─── Task input

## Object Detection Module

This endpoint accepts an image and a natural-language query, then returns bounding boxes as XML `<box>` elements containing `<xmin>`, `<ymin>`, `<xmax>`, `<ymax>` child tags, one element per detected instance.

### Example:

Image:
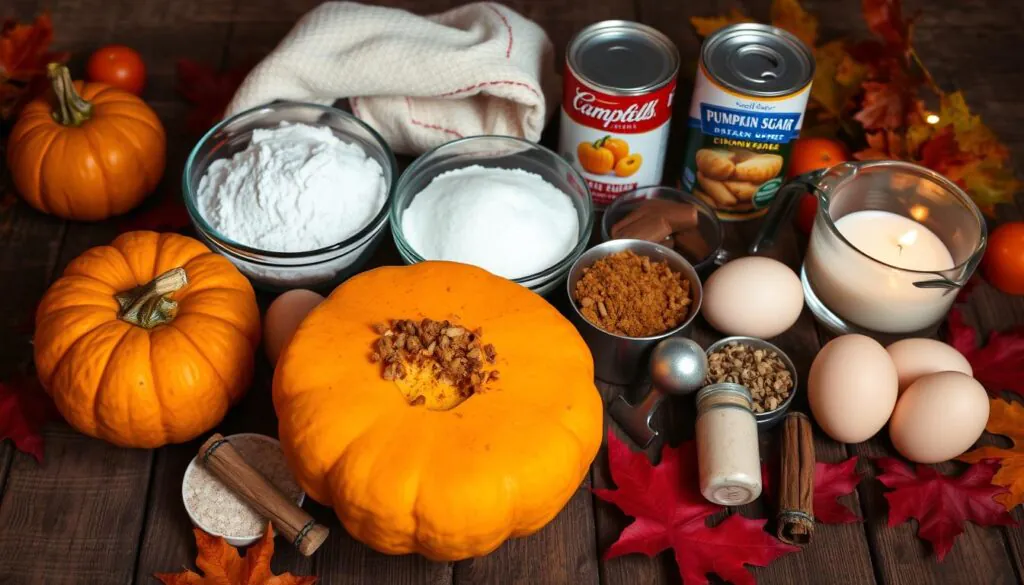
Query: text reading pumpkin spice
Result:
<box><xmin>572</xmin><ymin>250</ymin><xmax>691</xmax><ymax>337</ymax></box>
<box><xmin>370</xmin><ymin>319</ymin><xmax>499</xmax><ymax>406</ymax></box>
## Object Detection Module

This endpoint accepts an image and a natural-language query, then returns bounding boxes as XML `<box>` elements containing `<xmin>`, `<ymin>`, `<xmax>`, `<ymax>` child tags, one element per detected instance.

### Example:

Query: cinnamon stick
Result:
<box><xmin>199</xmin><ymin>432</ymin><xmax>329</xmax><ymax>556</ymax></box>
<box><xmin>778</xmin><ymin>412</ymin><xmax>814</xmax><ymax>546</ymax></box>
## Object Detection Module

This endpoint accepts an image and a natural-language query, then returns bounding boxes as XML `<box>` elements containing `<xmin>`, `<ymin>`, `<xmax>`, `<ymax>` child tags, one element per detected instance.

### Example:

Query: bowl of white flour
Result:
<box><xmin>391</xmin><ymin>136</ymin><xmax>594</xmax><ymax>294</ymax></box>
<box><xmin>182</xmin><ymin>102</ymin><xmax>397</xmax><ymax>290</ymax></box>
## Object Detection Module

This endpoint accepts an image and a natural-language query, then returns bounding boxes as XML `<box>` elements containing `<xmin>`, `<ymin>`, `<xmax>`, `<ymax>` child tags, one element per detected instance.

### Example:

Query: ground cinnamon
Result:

──────
─── Task input

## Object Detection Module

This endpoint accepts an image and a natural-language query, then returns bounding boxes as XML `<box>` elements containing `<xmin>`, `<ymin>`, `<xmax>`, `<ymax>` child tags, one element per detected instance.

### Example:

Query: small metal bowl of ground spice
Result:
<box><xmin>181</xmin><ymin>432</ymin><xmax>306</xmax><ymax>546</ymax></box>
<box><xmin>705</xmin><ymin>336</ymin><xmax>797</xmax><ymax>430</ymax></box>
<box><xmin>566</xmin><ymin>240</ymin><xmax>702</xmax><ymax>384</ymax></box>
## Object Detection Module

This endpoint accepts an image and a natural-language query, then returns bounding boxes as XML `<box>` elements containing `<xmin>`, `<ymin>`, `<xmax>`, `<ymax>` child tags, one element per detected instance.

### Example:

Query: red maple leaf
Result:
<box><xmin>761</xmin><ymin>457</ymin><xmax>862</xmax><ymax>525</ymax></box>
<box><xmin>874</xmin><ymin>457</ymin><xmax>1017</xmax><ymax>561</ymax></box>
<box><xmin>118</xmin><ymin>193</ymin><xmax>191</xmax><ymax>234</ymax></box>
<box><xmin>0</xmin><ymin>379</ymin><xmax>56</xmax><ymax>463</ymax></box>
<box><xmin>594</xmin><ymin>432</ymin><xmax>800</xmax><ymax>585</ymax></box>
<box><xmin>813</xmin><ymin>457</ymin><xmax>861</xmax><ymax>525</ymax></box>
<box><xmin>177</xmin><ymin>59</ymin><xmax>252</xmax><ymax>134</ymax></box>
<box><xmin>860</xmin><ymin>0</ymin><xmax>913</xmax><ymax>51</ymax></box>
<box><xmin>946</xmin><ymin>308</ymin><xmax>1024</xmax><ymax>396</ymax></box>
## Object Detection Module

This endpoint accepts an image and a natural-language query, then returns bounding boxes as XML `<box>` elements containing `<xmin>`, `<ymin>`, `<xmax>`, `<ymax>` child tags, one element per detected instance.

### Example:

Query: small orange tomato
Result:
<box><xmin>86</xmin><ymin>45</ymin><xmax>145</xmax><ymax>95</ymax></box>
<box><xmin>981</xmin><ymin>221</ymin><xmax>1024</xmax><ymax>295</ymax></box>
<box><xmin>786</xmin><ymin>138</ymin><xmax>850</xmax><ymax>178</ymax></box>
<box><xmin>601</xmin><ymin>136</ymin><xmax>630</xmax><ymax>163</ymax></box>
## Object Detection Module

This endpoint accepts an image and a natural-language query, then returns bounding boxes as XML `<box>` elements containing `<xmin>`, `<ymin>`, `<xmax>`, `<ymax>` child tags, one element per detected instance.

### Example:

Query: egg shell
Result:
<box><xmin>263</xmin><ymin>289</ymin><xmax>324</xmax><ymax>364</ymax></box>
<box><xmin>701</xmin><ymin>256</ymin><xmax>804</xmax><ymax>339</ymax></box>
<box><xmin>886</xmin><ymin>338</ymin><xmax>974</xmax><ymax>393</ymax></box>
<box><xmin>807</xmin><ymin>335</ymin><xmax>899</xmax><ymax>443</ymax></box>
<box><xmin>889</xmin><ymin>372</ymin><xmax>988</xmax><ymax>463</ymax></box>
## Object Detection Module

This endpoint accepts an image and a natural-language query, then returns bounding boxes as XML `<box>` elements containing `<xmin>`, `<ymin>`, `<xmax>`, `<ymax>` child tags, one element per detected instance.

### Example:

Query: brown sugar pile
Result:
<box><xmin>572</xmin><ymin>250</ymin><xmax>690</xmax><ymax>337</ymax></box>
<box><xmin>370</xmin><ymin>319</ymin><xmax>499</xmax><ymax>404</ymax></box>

──────

_Problem to work on_
Return every line of the data above that contains the word "ground", treating uppercase and lowercase as different.

_Response to the task_
Query: ground cinnamon
Query: small metal bowl of ground spice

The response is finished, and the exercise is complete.